**Aim of the task:** All of the data below is to be written out again exactly.
Records provided section start
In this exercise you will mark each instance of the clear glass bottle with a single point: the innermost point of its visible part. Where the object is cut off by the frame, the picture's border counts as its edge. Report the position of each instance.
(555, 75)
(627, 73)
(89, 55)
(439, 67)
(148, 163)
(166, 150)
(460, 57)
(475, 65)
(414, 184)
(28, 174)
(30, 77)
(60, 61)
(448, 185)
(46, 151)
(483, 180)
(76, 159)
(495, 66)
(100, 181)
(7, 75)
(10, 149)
Records provided section end
**Response to this task:**
In this exercise you will mark each instance of the clear glass bottle with a single point: the innermost point of its visible part. Where the object is cut off by the frame, the picture's border counts as its edge. Report the position of each instance.
(555, 75)
(627, 73)
(89, 55)
(439, 67)
(148, 163)
(166, 150)
(460, 57)
(475, 65)
(414, 184)
(28, 174)
(30, 77)
(60, 61)
(448, 185)
(46, 151)
(483, 180)
(76, 159)
(495, 66)
(100, 181)
(7, 75)
(10, 149)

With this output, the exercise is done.